Top of Extract
While not the first person to begin working on biblical questions in Palestine (as it was known then), Robinson became the most prominent person of his era to do so. Born in Connecticut in 1794, he was an ordained Congregationalist minister as well as a biblical scholar and explorer. Combining his passions, he toured Palestine in 1838 accompanied by an American missionary named Eli Smith, who was fluent in Arabic. Their goal was to identify as many sites mentioned in the Bible as possible—in other words, to create a historical (and biblical) geography of Palestine. They did so primarily by matching the modern Arabic names to ancient Hebrew names, so that, for instance, they identified modern Beitan as ancient Bethel.

Robinson and Smith succeeded in identifying some one hundred biblical sites during their travels, though they had little more equipment than a compass, telescope, and measuring tapes, plus copies of the Bible in both English and Hebrew. The results of their initial explorations were published in three volumes just a few years later. Robinson returned to Palestine in 1852 and subsequently published another volume. In the course of his work, he not only identified dozens more biblical sites to his own satisfaction but a variety of other remnants from antiquity as well, including an arch at the Temple Mount in Jerusalem, which is still called Robinson’s Arch.

Robinson’s identifications were not always completely accurate, of course, nor did he succeed in locating all of the ancient sites for which he was searching. At one point, he stood atop Tell elMutesellim, a seventy-foot-tall mountain in the Jezreel Valley— which he did not recognize as being man-made—gazing out into the valley towards Mount Tabor and Mount Gilboa, wondering aloud where the famous site of Megiddo (biblical Armageddon) might be. He knew that it must be somewhere close, but it never dawned on him that he was actually standing on it at that very moment and that there were at least twenty different levels of habitation stacked one on top of another within the ancient mound underneath his feet. He was unable to locate either Jericho or Lachish for the same reason, for he never realized that the prominent tells dotting the landscape of the Holy Land were actually the remains of ancient sites.

Soon after Robinson’s explorations, the British-based Palestine Exploration Fund (PEF), founded in 1865, hired Charles Warren— a member of the British army who was later knighted and rose to the rank of major general—to explore and record the ancient features of Jerusalem. Beginning in 1867, Warren spent several years engaged in this work, studying the water system and other underground aspects of early Jerusalem. Warren’s Shaft—a part of the underground water system of the early city—still bears his name. Long thought to have played a role in David’s capture of Jerusalem three thousand years ago, it has recently become clear that Warren’s Shaft did not come into use until the eighth century BCE, well after the time of David.

The PEF funded surveys intended to map the geography of all of Palestine, for as the archbishop of York stated at the inaugural meeting of the PEF in 1865: ‘‘This country of Palestine belongs to you and to me, it is essentially ours. . . . We mean to walk through Palestine, in the length and breadth of it, because that land has been given unto us.’’ Moreover, as he said by way of further explanation and justification, ‘‘If you would really understand the Bible . . . you must understand also the country in which the Bible was first written’’—a cogent summary of the religious aspect of the motivation for the British.
Bottom of Extract
Top of Extracted information
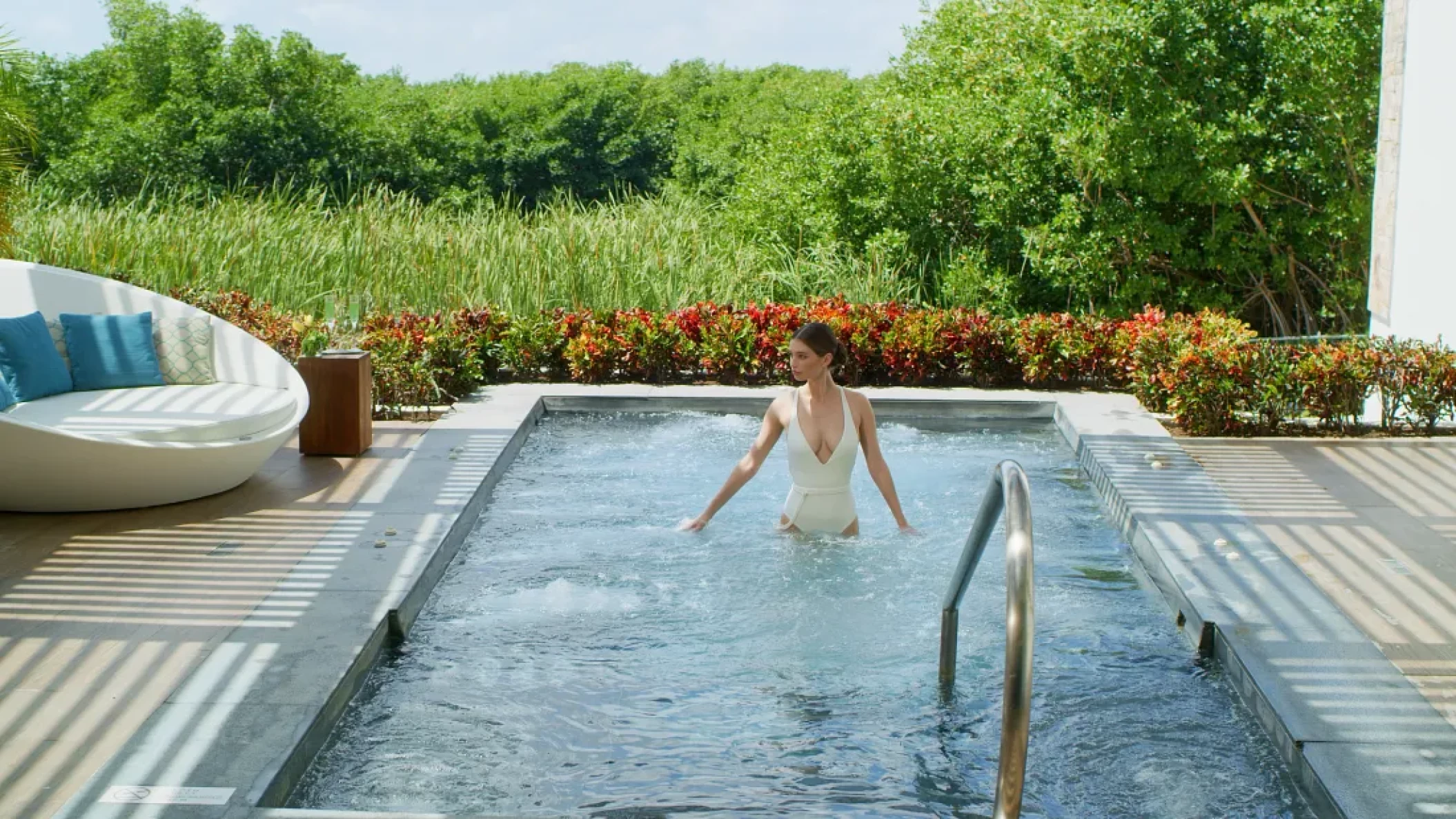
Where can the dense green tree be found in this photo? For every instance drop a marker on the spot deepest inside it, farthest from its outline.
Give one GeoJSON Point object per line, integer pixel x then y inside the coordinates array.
{"type": "Point", "coordinates": [1021, 155]}
{"type": "Point", "coordinates": [17, 130]}
{"type": "Point", "coordinates": [1105, 153]}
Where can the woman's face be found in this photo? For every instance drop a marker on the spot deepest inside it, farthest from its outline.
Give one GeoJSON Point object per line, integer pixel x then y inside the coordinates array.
{"type": "Point", "coordinates": [804, 363]}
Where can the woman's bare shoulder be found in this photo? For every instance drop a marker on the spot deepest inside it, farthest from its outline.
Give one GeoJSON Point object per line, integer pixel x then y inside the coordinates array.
{"type": "Point", "coordinates": [858, 404]}
{"type": "Point", "coordinates": [781, 405]}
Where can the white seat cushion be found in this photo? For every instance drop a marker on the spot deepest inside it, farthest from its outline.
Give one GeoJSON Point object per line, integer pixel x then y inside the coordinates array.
{"type": "Point", "coordinates": [203, 412]}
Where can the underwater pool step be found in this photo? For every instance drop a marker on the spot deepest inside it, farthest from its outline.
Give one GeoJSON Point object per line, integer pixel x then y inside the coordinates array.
{"type": "Point", "coordinates": [321, 813]}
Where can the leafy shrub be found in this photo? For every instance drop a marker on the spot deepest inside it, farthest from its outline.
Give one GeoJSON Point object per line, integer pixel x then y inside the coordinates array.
{"type": "Point", "coordinates": [1335, 382]}
{"type": "Point", "coordinates": [1062, 350]}
{"type": "Point", "coordinates": [1206, 368]}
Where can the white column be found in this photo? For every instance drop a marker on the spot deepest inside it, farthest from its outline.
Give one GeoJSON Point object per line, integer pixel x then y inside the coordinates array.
{"type": "Point", "coordinates": [1413, 255]}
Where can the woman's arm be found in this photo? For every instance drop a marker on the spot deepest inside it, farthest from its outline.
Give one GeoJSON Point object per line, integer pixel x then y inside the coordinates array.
{"type": "Point", "coordinates": [876, 462]}
{"type": "Point", "coordinates": [745, 468]}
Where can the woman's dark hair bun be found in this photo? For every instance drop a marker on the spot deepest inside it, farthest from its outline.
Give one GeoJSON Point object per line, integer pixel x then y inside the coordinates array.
{"type": "Point", "coordinates": [822, 339]}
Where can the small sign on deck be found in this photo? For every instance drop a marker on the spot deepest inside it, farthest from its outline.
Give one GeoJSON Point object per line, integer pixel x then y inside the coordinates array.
{"type": "Point", "coordinates": [165, 795]}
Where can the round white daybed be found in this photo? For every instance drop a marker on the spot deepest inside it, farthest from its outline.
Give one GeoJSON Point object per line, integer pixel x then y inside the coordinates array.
{"type": "Point", "coordinates": [141, 446]}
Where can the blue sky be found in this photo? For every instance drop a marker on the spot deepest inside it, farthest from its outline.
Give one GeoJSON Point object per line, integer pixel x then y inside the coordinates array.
{"type": "Point", "coordinates": [434, 39]}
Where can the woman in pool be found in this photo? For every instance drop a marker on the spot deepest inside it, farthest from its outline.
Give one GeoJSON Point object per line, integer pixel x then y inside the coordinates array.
{"type": "Point", "coordinates": [826, 424]}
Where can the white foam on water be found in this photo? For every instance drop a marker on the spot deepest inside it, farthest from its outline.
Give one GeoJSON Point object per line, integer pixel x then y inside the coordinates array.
{"type": "Point", "coordinates": [564, 597]}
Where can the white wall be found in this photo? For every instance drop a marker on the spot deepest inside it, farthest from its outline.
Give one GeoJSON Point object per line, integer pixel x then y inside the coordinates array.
{"type": "Point", "coordinates": [1413, 288]}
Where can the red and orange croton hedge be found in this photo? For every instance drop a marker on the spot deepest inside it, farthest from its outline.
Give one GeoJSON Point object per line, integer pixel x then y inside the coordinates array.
{"type": "Point", "coordinates": [1206, 370]}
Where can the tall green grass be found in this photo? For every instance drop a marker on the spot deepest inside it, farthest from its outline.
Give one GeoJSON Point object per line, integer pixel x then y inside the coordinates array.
{"type": "Point", "coordinates": [292, 248]}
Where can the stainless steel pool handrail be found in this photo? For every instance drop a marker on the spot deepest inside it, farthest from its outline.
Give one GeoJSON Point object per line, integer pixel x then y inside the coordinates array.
{"type": "Point", "coordinates": [1011, 492]}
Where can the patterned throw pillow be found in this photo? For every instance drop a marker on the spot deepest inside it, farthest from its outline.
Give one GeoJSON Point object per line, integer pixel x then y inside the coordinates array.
{"type": "Point", "coordinates": [59, 337]}
{"type": "Point", "coordinates": [184, 350]}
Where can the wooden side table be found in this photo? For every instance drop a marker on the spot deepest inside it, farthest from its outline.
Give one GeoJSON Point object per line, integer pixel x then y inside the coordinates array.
{"type": "Point", "coordinates": [341, 405]}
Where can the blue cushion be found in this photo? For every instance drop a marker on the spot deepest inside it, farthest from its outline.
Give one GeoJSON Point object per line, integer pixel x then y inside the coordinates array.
{"type": "Point", "coordinates": [110, 353]}
{"type": "Point", "coordinates": [30, 361]}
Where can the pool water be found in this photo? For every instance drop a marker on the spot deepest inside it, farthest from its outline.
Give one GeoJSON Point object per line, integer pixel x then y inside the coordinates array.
{"type": "Point", "coordinates": [581, 656]}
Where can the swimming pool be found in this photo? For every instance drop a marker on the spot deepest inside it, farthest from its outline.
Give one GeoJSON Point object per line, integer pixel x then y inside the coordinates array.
{"type": "Point", "coordinates": [583, 658]}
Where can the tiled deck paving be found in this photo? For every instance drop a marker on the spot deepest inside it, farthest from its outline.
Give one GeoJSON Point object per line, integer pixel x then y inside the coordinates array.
{"type": "Point", "coordinates": [1373, 524]}
{"type": "Point", "coordinates": [195, 645]}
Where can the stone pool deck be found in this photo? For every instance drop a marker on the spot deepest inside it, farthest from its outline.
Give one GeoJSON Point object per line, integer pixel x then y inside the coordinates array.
{"type": "Point", "coordinates": [212, 645]}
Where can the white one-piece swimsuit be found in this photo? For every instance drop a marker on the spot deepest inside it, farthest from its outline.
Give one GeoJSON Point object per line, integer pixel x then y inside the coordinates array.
{"type": "Point", "coordinates": [820, 498]}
Bottom of Extracted information
#### Check your understanding:
(1) According to the passage on nineteenth-century exploration of Palestine, in what year did Charles Warren begin his work in Jerusalem?
(2) From the passage on nineteenth-century exploration of Palestine, extract the part that opens with the words containing "Soon after Robinson’s" and closes with "time of David.".
(3) Extend the passage on nineteenth-century exploration of Palestine, picking up after its final sentence.

#### Responses:
(1) 1867

(2)
Soon after Robinson’s explorations, the British-based Palestine Exploration Fund (PEF), founded in 1865, hired Charles Warren— a member of the British army who was later knighted and rose to the rank of major general—to explore and record the ancient features of Jerusalem. Beginning in 1867, Warren spent several years engaged in this work, studying the water system and other underground aspects of early Jerusalem. Warren’s Shaft—a part of the underground water system of the early city—still bears his name. Long thought to have played a role in David’s capture of Jerusalem three thousand years ago, it has recently become clear that Warren’s Shaft did not come into use until the eighth century BCE, well after the time of David.

(3)
  1. Captain Charles Warren being presented with a book of Samaritan prayers for the archbishop of York by Yakub es Shellaby, head of the Samaritan community. Mount Gerizim, Nablus, 20 April 1867.

There were geopolitical motivations as well. The British were determined to conduct such surveys in the area before the French began to do so. They wished to have a firm grasp of the geography in order to have an advantage when the Ottoman Empire began its inevitable collapse. The British surveys of the 1870s, conducted by the Royal Engineers under the leadership of men such as Captain Charles Wilson, Lieutenant Claude Conder, and Lieutenant

Horatio H. Kitchener, resulted in the mapping of virtually all of Palestine. Their work was published as twenty-six volumes of Memoirs, a huge map, architectural plans, and photographs.

The work was not easy, however, for the conditions were primitive, and many of the men suffered from malaria; some even died from it. At one point in 1875, while surveying near Safed, the survey team was attacked, and Conder and Kitchener were both badly injured, as were others in their party. The Ottoman authorities eventually captured those responsible and brought them to justice, but the damage had been done. The survey had a lasting impact on the region, which is still felt to the present day, for the modern border between Israel and Lebanon lies at the point where Conder and Kitchener stopped their work in the Upper Galilee.

In contrast to these American and British explorers and engineers,

Charles Clermont-Ganneau, a Frenchman who was first sent to Palestine in 1867 to work for the French consulate, was more interested in ancient writings than in architecture or geography. As an epigrapher—a specialist in ancient inscriptions—his primary contribution was the identification of items such as the Mesha Inscription (also known as the Moabite Stone or Mesha Stele), dating to the ninth century BCE and discovered at Dibon in Jordan.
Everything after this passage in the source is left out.